▶ _Les enregistrements_:
········

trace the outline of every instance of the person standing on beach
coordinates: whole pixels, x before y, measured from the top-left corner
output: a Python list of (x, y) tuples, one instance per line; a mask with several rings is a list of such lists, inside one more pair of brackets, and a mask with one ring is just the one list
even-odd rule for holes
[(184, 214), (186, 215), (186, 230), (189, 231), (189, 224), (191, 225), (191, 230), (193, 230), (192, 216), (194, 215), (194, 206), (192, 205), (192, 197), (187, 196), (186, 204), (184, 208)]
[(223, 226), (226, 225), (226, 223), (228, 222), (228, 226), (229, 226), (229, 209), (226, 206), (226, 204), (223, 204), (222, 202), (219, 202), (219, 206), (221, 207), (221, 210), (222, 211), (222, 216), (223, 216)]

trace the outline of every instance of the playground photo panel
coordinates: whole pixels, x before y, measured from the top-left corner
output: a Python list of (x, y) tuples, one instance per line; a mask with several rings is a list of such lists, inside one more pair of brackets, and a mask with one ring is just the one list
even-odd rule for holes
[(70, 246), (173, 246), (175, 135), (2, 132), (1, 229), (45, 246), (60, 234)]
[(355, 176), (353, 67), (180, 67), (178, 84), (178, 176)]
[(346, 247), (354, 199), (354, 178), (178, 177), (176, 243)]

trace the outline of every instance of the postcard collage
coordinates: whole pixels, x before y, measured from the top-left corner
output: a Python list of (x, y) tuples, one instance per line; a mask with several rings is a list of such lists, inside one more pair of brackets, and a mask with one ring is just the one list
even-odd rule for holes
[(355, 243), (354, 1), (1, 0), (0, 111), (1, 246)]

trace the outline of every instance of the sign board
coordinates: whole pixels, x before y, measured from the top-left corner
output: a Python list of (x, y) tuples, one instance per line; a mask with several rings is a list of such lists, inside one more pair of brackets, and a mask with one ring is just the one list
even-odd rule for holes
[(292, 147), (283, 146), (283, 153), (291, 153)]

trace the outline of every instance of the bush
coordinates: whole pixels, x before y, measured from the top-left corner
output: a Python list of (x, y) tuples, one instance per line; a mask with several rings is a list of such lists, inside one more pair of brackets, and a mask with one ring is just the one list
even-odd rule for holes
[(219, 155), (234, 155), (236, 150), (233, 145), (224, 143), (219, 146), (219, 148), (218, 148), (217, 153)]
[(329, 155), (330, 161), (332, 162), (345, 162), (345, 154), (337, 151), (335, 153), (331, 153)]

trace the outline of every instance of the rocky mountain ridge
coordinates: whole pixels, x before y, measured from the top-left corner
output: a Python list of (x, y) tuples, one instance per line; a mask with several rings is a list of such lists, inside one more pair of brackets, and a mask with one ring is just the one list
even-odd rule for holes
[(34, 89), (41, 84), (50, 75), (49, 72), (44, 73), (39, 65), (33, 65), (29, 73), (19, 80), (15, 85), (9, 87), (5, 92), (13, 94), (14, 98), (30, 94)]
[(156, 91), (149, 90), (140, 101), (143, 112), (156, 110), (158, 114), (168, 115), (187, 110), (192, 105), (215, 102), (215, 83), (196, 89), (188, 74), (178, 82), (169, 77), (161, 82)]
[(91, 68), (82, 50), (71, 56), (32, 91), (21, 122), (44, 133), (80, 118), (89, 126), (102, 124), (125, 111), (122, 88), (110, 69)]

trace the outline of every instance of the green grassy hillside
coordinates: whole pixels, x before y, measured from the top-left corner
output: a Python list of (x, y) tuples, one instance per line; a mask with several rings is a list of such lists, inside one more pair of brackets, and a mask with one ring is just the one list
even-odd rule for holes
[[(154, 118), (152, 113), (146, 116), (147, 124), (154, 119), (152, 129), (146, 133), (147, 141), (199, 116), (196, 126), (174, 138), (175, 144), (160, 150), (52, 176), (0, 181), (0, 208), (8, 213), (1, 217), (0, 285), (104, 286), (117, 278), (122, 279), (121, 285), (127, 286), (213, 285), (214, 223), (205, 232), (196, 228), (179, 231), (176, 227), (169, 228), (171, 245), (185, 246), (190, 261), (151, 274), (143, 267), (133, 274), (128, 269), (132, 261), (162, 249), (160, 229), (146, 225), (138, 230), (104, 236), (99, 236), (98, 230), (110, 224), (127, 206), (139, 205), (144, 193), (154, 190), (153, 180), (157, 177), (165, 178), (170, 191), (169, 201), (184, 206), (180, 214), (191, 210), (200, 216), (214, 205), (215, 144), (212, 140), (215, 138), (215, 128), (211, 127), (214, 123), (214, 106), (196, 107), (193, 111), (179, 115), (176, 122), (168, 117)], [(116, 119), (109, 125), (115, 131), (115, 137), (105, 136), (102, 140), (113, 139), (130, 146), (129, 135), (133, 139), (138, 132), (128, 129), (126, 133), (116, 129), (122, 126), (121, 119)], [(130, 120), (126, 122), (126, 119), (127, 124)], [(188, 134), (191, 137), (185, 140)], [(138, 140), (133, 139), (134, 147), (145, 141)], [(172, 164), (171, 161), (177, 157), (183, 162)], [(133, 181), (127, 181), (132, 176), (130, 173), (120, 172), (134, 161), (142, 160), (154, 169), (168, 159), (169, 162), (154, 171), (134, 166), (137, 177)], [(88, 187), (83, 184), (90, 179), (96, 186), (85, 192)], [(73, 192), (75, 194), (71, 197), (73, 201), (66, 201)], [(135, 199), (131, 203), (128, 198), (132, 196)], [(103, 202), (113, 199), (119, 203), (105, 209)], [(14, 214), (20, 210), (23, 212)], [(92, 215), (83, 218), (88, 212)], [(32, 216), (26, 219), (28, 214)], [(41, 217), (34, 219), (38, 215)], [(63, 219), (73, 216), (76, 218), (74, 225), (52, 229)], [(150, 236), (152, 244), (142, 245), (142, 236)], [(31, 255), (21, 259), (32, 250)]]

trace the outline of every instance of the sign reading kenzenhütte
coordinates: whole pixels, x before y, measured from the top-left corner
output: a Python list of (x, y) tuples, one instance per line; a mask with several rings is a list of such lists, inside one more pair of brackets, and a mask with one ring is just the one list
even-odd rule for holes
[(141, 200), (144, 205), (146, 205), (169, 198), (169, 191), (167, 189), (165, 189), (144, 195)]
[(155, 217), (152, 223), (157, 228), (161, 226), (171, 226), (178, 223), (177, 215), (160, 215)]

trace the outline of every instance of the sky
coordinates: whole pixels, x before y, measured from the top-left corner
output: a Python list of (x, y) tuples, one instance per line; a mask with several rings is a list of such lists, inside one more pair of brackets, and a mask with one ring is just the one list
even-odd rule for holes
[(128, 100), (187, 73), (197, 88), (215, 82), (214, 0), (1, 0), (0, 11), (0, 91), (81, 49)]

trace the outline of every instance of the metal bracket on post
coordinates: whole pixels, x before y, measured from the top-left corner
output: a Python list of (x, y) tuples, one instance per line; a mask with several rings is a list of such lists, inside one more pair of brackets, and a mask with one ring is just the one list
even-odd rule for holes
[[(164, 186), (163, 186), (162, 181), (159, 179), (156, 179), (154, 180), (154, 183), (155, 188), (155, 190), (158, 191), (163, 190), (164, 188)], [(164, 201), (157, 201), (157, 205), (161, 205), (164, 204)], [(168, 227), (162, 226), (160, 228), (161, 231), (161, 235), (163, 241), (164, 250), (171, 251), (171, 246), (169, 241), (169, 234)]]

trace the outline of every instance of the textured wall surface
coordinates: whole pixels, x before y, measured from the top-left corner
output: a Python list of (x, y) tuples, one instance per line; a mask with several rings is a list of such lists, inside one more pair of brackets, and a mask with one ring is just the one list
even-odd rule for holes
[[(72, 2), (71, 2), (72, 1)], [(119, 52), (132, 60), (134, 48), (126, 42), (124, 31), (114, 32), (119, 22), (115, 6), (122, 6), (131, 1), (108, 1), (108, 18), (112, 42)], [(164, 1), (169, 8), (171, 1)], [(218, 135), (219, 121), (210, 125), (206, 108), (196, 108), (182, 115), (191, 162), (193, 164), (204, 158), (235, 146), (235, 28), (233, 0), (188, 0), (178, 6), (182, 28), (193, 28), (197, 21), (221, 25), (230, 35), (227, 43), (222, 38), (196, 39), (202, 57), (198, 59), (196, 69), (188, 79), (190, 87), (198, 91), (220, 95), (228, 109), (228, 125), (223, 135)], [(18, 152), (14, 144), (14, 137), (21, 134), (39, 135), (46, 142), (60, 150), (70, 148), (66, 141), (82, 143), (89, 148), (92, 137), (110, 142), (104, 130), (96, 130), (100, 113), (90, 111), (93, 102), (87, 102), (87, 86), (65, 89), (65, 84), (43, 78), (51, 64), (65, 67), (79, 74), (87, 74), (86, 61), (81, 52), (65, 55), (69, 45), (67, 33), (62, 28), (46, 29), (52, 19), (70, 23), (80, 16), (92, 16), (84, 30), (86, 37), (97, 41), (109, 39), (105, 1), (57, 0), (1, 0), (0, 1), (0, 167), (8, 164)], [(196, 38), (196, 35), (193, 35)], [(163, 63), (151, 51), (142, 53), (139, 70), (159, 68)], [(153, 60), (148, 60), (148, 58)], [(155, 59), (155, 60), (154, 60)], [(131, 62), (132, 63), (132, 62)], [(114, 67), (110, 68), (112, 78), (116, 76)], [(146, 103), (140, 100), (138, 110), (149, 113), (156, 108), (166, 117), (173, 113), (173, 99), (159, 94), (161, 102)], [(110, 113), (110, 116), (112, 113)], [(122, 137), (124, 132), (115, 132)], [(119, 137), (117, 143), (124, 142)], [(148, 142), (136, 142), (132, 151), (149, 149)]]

········

▶ _Énoncé_:
Transformez en CSV à deux colonnes, nommées « entree » et « sortie », tout ce qui va du début des enregistrements jusqu'à la ligne contenant "216), (223, 216)]", incluse. Chaque ligne du CSV réunit un texte et sa réponse, chacun dans un seul champ entre guillemets, avec les sauts de ligne remplacés par des espaces.

▶ _Corrigé_:
entree,sortie
"trace the outline of every instance of the person standing on beach coordinates: whole pixels, x before y, measured from the top-left corner output: a Python list of (x, y) tuples, one instance per line; a mask with several rings is a list of such lists, inside one more pair of brackets, and a mask with one ring is just the one list even-odd rule for holes","[(184, 214), (186, 215), (186, 230), (189, 231), (189, 224), (191, 225), (191, 230), (193, 230), (192, 216), (194, 215), (194, 206), (192, 205), (192, 197), (187, 196), (186, 204), (184, 208)] [(223, 226), (226, 225), (226, 223), (228, 222), (228, 226), (229, 226), (229, 209), (226, 206), (226, 204), (223, 204), (222, 202), (219, 202), (219, 206), (221, 207), (221, 210), (222, 211), (222, 216), (223, 216)]"